- _Instruction_: Your task is to return the span of lines beginning at the one with "[point] green jacket" and ending at the last line of the data, exactly as it stands.

[START]

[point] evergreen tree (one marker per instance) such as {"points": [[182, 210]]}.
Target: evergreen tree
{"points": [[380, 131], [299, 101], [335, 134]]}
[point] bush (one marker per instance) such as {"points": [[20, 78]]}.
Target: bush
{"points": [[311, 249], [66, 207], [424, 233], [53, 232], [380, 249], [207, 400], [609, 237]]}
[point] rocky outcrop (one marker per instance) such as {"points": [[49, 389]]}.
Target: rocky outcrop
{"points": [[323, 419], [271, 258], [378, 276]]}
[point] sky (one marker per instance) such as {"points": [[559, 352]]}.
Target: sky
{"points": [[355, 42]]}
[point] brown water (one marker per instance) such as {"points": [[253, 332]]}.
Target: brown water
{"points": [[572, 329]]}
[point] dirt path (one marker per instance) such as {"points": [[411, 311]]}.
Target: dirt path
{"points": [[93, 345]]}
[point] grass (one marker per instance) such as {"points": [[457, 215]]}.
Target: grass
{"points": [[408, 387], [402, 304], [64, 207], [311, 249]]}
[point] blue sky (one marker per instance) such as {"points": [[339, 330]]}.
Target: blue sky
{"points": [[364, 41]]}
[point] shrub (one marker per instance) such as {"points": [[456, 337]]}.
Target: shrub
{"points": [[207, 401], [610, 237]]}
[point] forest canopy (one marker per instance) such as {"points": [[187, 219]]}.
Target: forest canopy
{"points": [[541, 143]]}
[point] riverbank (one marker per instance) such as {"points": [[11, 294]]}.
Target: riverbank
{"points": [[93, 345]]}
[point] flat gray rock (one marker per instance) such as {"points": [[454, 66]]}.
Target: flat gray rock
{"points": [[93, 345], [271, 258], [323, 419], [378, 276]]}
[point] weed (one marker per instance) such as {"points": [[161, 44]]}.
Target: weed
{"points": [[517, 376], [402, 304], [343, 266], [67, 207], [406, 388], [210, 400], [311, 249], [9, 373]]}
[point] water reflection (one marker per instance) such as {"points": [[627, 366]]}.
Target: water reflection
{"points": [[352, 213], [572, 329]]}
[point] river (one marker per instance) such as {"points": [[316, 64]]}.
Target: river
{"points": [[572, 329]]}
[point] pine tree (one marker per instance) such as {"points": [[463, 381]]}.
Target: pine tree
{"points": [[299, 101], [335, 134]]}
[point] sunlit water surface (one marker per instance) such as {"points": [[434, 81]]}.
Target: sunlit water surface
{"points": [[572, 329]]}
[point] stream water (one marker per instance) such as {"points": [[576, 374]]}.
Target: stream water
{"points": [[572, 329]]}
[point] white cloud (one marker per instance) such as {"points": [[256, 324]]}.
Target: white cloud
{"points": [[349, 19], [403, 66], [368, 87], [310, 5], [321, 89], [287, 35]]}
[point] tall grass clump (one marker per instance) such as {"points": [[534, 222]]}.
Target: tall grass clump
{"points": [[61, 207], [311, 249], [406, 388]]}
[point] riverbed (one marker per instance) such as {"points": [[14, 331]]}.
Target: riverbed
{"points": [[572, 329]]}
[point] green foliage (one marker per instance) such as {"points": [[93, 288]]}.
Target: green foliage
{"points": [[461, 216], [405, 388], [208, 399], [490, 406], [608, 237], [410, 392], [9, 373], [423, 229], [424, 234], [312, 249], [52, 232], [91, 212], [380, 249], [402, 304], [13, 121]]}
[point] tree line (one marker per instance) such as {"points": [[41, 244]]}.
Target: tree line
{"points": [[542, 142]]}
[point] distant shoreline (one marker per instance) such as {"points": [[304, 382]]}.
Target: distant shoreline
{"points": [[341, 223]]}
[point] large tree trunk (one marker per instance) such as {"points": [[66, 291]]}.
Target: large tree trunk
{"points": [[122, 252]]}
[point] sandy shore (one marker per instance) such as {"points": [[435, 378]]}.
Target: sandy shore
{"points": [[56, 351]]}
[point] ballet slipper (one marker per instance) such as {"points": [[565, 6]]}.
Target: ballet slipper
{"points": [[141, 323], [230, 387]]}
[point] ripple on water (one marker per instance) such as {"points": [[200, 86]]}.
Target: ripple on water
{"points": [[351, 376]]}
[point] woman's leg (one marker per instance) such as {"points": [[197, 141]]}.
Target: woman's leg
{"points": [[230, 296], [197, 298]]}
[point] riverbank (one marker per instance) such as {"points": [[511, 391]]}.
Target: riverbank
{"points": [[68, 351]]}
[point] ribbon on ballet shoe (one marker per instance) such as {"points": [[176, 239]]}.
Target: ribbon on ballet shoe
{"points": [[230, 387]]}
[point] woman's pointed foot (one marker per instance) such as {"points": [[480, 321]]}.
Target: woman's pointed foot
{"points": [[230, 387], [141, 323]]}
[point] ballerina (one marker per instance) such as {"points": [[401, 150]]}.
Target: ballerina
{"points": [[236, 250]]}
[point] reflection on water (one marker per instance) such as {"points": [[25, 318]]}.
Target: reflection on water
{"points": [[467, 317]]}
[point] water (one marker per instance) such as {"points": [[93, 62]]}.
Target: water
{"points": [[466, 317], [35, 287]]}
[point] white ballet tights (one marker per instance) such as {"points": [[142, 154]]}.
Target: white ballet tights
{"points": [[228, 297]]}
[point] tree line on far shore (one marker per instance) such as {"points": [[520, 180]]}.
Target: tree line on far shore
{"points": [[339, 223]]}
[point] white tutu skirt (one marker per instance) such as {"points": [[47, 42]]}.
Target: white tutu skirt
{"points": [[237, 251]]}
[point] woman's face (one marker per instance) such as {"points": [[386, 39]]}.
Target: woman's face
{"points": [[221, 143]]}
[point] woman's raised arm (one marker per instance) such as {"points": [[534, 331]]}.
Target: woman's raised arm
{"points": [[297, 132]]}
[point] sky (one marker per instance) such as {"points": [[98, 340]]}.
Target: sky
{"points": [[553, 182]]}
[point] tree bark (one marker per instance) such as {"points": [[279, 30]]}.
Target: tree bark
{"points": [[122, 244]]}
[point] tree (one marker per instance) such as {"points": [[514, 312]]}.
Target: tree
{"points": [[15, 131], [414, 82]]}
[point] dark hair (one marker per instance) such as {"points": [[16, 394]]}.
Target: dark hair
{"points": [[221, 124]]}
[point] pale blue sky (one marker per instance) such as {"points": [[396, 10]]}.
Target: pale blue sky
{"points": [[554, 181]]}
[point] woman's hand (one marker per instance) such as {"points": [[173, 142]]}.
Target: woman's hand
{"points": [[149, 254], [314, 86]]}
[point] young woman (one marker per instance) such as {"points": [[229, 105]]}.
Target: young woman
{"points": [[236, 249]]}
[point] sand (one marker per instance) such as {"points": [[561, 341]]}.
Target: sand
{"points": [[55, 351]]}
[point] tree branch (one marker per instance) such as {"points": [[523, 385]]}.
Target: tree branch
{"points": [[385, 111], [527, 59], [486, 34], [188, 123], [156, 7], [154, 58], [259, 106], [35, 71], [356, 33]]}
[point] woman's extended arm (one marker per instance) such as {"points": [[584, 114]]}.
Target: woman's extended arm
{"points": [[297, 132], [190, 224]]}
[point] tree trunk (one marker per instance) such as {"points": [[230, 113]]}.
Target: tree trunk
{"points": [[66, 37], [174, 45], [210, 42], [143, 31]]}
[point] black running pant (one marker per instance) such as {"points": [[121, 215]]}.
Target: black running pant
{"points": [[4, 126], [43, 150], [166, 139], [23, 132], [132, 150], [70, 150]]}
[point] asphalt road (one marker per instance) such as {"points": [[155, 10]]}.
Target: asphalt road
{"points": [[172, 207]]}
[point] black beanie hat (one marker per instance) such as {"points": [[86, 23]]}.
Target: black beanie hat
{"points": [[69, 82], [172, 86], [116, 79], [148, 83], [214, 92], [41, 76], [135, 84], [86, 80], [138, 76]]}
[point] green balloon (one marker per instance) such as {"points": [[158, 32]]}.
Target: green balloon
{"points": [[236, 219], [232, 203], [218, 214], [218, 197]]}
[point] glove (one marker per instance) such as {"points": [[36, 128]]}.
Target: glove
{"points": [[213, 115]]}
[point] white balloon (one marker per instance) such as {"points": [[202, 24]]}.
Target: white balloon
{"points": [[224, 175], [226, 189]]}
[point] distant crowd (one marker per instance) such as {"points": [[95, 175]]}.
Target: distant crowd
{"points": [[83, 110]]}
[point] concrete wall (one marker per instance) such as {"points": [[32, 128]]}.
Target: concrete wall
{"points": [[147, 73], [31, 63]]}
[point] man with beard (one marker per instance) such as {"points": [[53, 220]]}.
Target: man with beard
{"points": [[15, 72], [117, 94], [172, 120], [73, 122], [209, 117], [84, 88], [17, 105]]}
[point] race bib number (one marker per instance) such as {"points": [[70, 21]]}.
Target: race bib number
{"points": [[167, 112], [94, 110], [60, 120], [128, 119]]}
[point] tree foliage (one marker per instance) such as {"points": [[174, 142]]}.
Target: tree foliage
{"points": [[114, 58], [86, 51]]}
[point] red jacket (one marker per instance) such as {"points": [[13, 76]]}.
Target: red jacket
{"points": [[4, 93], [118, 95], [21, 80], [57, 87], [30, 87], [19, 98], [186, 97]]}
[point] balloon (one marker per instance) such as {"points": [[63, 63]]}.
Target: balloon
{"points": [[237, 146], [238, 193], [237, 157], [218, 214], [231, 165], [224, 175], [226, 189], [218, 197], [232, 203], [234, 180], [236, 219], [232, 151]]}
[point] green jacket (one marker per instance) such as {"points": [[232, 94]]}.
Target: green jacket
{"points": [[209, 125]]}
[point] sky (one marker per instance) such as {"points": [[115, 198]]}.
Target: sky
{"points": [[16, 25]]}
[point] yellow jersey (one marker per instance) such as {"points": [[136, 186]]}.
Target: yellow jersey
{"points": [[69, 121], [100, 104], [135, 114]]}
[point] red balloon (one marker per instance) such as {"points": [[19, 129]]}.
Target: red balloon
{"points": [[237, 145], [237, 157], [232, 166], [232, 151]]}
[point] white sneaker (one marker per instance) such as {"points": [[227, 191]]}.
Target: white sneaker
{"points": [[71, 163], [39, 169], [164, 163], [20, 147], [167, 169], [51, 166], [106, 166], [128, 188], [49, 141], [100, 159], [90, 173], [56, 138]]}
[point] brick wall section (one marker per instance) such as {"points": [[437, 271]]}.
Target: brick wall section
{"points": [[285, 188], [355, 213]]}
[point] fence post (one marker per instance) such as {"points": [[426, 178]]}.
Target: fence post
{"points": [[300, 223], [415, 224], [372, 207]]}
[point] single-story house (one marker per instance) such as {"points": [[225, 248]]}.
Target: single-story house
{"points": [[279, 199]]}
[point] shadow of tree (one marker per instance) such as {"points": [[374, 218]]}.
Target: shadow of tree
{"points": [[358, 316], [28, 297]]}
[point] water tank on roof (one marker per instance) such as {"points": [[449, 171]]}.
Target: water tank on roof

[END]

- _Output of the exercise_:
[point] green jacket (one marker per instance) such as {"points": [[232, 94]]}.
Target: green jacket
{"points": [[209, 125]]}
[point] sky (one marker per instance) such as {"points": [[115, 198]]}.
Target: sky
{"points": [[16, 25]]}
[point] yellow jersey (one marker per instance) such as {"points": [[136, 186]]}.
Target: yellow jersey
{"points": [[69, 121], [100, 104], [135, 114]]}
[point] red balloon (one marker per instance) such as {"points": [[19, 129]]}.
Target: red balloon
{"points": [[237, 145], [237, 157], [232, 166], [232, 151]]}
[point] white sneaker (one marker per instance) such as {"points": [[227, 191]]}.
Target: white sneaker
{"points": [[71, 163], [39, 169], [164, 163], [20, 147], [167, 169], [51, 166], [106, 166], [128, 188], [49, 141], [100, 159], [90, 173], [56, 138]]}
[point] brick wall section (one marker per instance) such as {"points": [[437, 271]]}.
Target: brick wall section
{"points": [[285, 188], [355, 213]]}
[point] fence post (one marker per instance) such as {"points": [[426, 178]]}.
Target: fence post
{"points": [[300, 223], [415, 224], [372, 207]]}
[point] single-story house (one marker per instance) such as {"points": [[225, 248]]}.
Target: single-story house
{"points": [[279, 199]]}
[point] shadow of tree (one marker per instance) such as {"points": [[374, 218]]}.
Target: shadow of tree
{"points": [[358, 316], [28, 297]]}
[point] water tank on roof (one marker per instance) such as {"points": [[449, 171]]}.
Target: water tank on roof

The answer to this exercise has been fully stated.